START MATERIAL FOR THE TASK
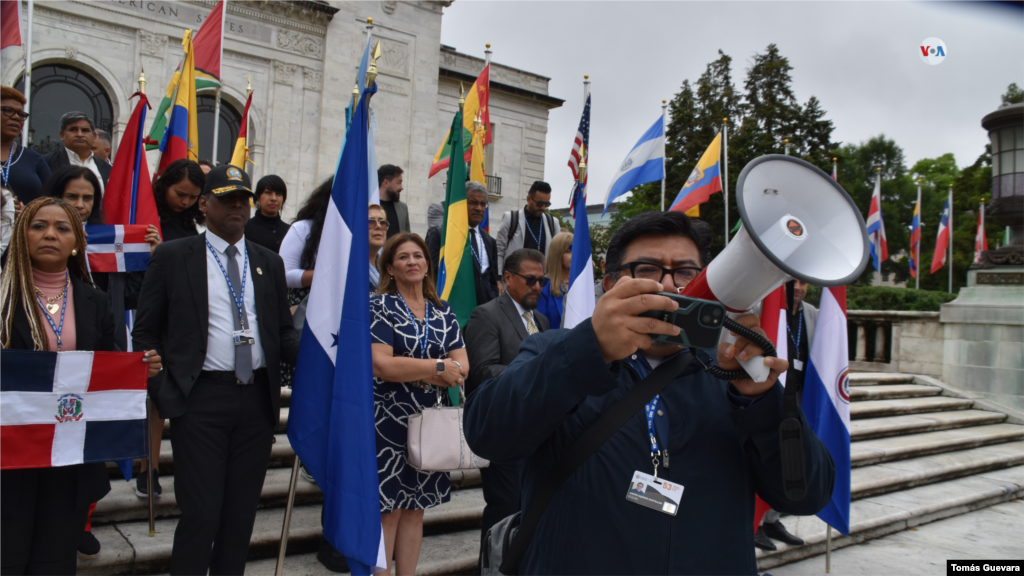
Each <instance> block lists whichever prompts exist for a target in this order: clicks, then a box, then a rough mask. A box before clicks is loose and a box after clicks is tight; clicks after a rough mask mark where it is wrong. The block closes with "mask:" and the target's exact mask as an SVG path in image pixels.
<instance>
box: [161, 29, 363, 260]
mask: <svg viewBox="0 0 1024 576" xmlns="http://www.w3.org/2000/svg"><path fill="white" fill-rule="evenodd" d="M181 46H182V47H183V48H184V50H185V59H184V63H182V65H181V76H180V77H179V79H178V87H177V90H178V92H177V95H176V96H175V98H174V107H173V108H172V110H171V119H170V121H169V122H168V123H167V130H166V131H165V132H164V138H163V139H162V140H161V142H160V152H161V157H160V167H159V168H158V169H157V173H158V174H159V173H161V172H163V171H164V169H166V168H167V166H168V165H169V164H170V163H171V162H174V161H175V160H181V159H182V158H187V159H188V160H199V128H198V127H197V124H196V119H197V117H198V113H197V111H196V61H195V57H194V56H195V50H194V49H193V39H191V31H190V30H186V31H185V35H184V38H183V39H182V40H181ZM368 234H369V233H368ZM368 250H369V248H368Z"/></svg>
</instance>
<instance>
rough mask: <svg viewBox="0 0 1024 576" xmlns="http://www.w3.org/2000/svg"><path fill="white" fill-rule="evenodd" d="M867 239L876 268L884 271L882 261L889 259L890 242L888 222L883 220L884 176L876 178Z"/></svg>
mask: <svg viewBox="0 0 1024 576" xmlns="http://www.w3.org/2000/svg"><path fill="white" fill-rule="evenodd" d="M867 240H868V242H869V243H870V250H871V259H872V260H874V270H877V271H879V272H882V262H884V261H886V260H888V259H889V243H887V242H886V223H885V222H884V221H883V220H882V176H881V175H879V176H878V178H877V179H876V180H874V192H873V193H872V194H871V205H870V206H869V207H868V208H867Z"/></svg>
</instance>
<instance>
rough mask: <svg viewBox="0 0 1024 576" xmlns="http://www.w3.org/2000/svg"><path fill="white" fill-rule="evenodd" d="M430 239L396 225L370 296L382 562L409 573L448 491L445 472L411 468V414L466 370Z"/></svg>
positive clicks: (403, 574)
mask: <svg viewBox="0 0 1024 576" xmlns="http://www.w3.org/2000/svg"><path fill="white" fill-rule="evenodd" d="M427 254H428V252H427V245H426V243H425V242H424V241H423V239H422V238H420V237H419V236H417V235H415V234H410V233H398V234H396V235H394V236H392V237H391V239H390V240H388V241H387V243H386V244H385V245H384V250H383V252H381V257H380V263H379V264H378V269H379V271H380V283H379V284H378V287H377V294H376V295H374V296H373V298H371V300H370V317H371V322H372V324H371V327H370V335H371V341H372V342H373V343H372V345H371V349H372V354H373V362H374V411H375V414H376V422H377V426H376V427H377V467H378V471H377V474H378V476H379V478H380V506H381V525H382V526H383V529H384V548H385V552H386V554H387V562H388V566H387V570H384V571H382V572H380V573H379V574H390V573H391V559H392V557H393V558H394V564H395V574H396V576H413V575H414V574H415V573H416V564H417V562H418V561H419V558H420V544H422V542H423V512H424V510H425V509H426V508H430V507H433V506H436V505H438V504H443V503H444V502H447V501H449V500H450V499H451V489H452V487H451V482H450V479H449V475H447V472H429V471H421V470H418V469H416V468H414V467H413V466H412V465H411V464H410V463H409V457H408V454H407V453H406V441H407V439H408V437H409V417H410V416H411V415H413V414H419V413H420V412H422V411H423V410H424V409H426V408H429V407H431V406H434V405H435V404H437V403H438V402H441V403H445V404H446V403H447V402H449V400H447V396H449V395H447V388H449V387H452V386H457V385H461V384H462V383H463V382H464V378H465V377H466V375H467V374H469V360H468V357H467V355H466V346H465V343H464V342H463V339H462V333H461V332H460V331H459V321H458V320H457V319H456V316H455V311H453V310H452V306H451V305H449V303H447V302H445V301H442V300H441V299H440V298H438V297H437V292H436V290H435V289H434V282H433V280H432V277H431V275H430V260H429V256H427Z"/></svg>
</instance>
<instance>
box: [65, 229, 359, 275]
mask: <svg viewBox="0 0 1024 576" xmlns="http://www.w3.org/2000/svg"><path fill="white" fill-rule="evenodd" d="M85 233H86V234H88V235H89V237H88V238H87V239H86V246H85V256H86V260H87V262H88V264H89V272H145V269H146V266H148V265H150V244H148V243H147V242H146V241H145V234H146V227H145V225H143V224H134V225H124V224H105V225H104V224H87V225H86V227H85ZM367 234H368V235H369V233H367ZM368 249H369V248H368Z"/></svg>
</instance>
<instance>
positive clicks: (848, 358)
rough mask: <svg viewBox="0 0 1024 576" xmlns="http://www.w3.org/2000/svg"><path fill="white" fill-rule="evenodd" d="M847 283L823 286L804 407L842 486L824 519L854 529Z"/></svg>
mask: <svg viewBox="0 0 1024 576" xmlns="http://www.w3.org/2000/svg"><path fill="white" fill-rule="evenodd" d="M849 354H850V353H849V347H848V342H847V332H846V287H845V286H840V287H838V288H824V289H822V290H821V308H820V310H819V311H818V323H817V326H816V327H815V330H814V341H813V342H811V359H810V362H808V363H807V373H806V376H805V378H804V400H803V403H802V408H803V409H804V415H805V416H807V422H808V423H809V424H810V425H811V429H813V430H814V434H815V435H817V437H818V438H819V439H820V440H821V442H823V443H824V445H825V448H827V449H828V452H829V453H830V454H831V457H833V461H835V462H836V484H835V487H834V488H833V497H831V500H829V502H828V504H827V505H826V506H825V507H824V509H822V510H821V511H820V512H818V518H820V519H821V520H823V521H824V522H825V523H826V524H828V525H829V526H831V527H833V528H835V529H836V530H839V531H840V532H841V533H843V534H844V535H846V534H849V533H850V467H851V466H850V378H849V377H850V367H849V365H850V363H849Z"/></svg>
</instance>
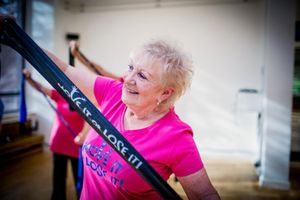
END MATERIAL FOR THE TASK
● WHAT THE EXERCISE ASKS
Print the listing above in full, exactly as written. Omit any pictures.

● PROBLEM SOLUTION
Each <instance> block lists whichever prompts exist for a target in this order: clicks, then a box, then a rough mask. A box before clicks is loose and a box after clicks is tight; clicks after a rough mask mark where it is wrong. The block closes with "mask:" and the target's exact mask as an SVG path in image pixels.
<instance>
box: [161, 29, 363, 260]
mask: <svg viewBox="0 0 1024 576" xmlns="http://www.w3.org/2000/svg"><path fill="white" fill-rule="evenodd" d="M181 46H182V47H183V48H184V50H185V59H184V63H182V65H181V76H180V77H179V79H178V87H177V90H178V92H177V95H176V96H175V98H174V107H173V108H172V110H171V119H170V121H169V122H168V123H167V130H166V131H165V132H164V138H163V139H162V140H161V142H160V152H161V157H160V167H159V168H158V169H157V173H158V174H159V173H161V172H163V171H164V169H166V168H167V166H168V165H169V164H170V163H171V162H174V161H175V160H181V159H182V158H187V159H188V160H199V128H198V127H197V124H196V119H197V117H198V113H197V111H196V61H195V57H194V56H195V50H194V49H193V39H191V31H190V30H186V31H185V35H184V38H183V39H182V40H181ZM368 234H369V233H368ZM368 250H369V248H368Z"/></svg>
</instance>
<instance>
rough mask: <svg viewBox="0 0 1024 576" xmlns="http://www.w3.org/2000/svg"><path fill="white" fill-rule="evenodd" d="M867 239L876 268L884 271L882 261L889 259L890 242L888 222L883 220L884 176L876 178Z"/></svg>
mask: <svg viewBox="0 0 1024 576" xmlns="http://www.w3.org/2000/svg"><path fill="white" fill-rule="evenodd" d="M867 240H868V242H869V243H870V250H871V259H872V260H874V270H877V271H879V272H882V262H884V261H886V260H888V259H889V243H887V242H886V223H885V222H884V221H883V220H882V176H881V175H879V176H878V178H877V179H876V180H874V192H873V193H872V194H871V205H870V206H869V207H868V208H867Z"/></svg>
</instance>
<instance>
rough mask: <svg viewBox="0 0 1024 576" xmlns="http://www.w3.org/2000/svg"><path fill="white" fill-rule="evenodd" d="M430 239L396 225L370 296L382 562L409 573L448 491L445 472L411 468V414L466 370Z"/></svg>
positive clicks: (403, 574)
mask: <svg viewBox="0 0 1024 576" xmlns="http://www.w3.org/2000/svg"><path fill="white" fill-rule="evenodd" d="M427 254H428V252H427V245H426V243H425V242H424V241H423V239H422V238H420V237H419V236H417V235H415V234H410V233H398V234H396V235H394V236H392V237H391V239H390V240H388V241H387V243H386V244H385V245H384V250H383V252H381V257H380V263H379V264H378V269H379V271H380V283H379V284H378V287H377V294H376V295H374V296H373V298H371V300H370V317H371V322H372V324H371V327H370V335H371V341H372V342H373V343H372V345H371V349H372V354H373V362H374V411H375V414H376V422H377V426H376V427H377V467H378V471H377V474H378V476H379V478H380V506H381V525H382V526H383V529H384V548H385V552H386V554H387V562H388V566H387V570H384V571H382V572H380V573H379V574H390V573H391V559H392V557H393V558H394V564H395V574H396V576H413V575H414V574H415V573H416V564H417V562H418V561H419V558H420V544H422V542H423V512H424V510H425V509H426V508H430V507H433V506H436V505H438V504H443V503H444V502H447V501H449V500H450V499H451V489H452V487H451V482H450V479H449V475H447V472H429V471H421V470H418V469H416V468H414V467H413V466H412V465H411V464H410V463H409V457H408V454H407V453H406V441H407V439H408V437H409V417H410V416H411V415H413V414H419V413H420V412H422V411H423V410H424V409H426V408H429V407H431V406H434V405H435V404H437V403H438V402H441V403H445V404H446V403H447V402H449V400H447V396H449V395H447V388H449V387H452V386H457V385H461V384H462V383H463V382H464V378H465V377H466V375H467V374H469V360H468V357H467V355H466V346H465V343H464V342H463V339H462V333H461V332H460V331H459V321H458V320H457V319H456V316H455V311H453V310H452V306H451V305H449V303H447V302H445V301H442V300H441V299H440V298H438V297H437V292H436V290H435V289H434V282H433V280H432V277H431V275H430V260H429V256H427Z"/></svg>
</instance>
<instance>
box: [65, 229, 359, 275]
mask: <svg viewBox="0 0 1024 576" xmlns="http://www.w3.org/2000/svg"><path fill="white" fill-rule="evenodd" d="M85 233H86V234H88V235H89V237H88V238H87V239H86V246H85V256H86V260H87V262H88V264H89V272H145V269H146V266H148V265H150V244H148V243H147V242H146V241H145V234H146V227H145V225H143V224H134V225H124V224H105V225H104V224H87V225H86V227H85ZM367 234H368V235H369V233H367ZM368 249H369V248H368Z"/></svg>
</instance>
<instance>
positive clicks: (848, 358)
rough mask: <svg viewBox="0 0 1024 576" xmlns="http://www.w3.org/2000/svg"><path fill="white" fill-rule="evenodd" d="M847 283L823 286L804 407L842 486L824 519L854 529Z"/></svg>
mask: <svg viewBox="0 0 1024 576" xmlns="http://www.w3.org/2000/svg"><path fill="white" fill-rule="evenodd" d="M849 354H850V353H849V347H848V342H847V332H846V287H845V286H840V287H838V288H824V289H822V290H821V308H820V310H819V311H818V323H817V326H816V327H815V330H814V341H813V342H811V359H810V362H808V363H807V373H806V376H805V378H804V400H803V403H802V408H803V409H804V415H805V416H807V422H808V423H809V424H810V425H811V429H813V430H814V434H815V435H817V437H818V438H819V439H820V440H821V442H823V443H824V445H825V448H827V449H828V452H829V453H830V454H831V457H833V461H835V462H836V484H835V487H834V488H833V497H831V500H829V502H828V504H827V505H826V506H825V507H824V509H822V510H821V511H820V512H818V518H820V519H821V520H823V521H824V522H825V523H826V524H828V525H829V526H831V527H833V528H835V529H836V530H839V531H840V532H841V533H843V534H844V535H846V534H849V533H850V467H851V466H850V378H849V377H850V367H849V365H850V363H849Z"/></svg>
</instance>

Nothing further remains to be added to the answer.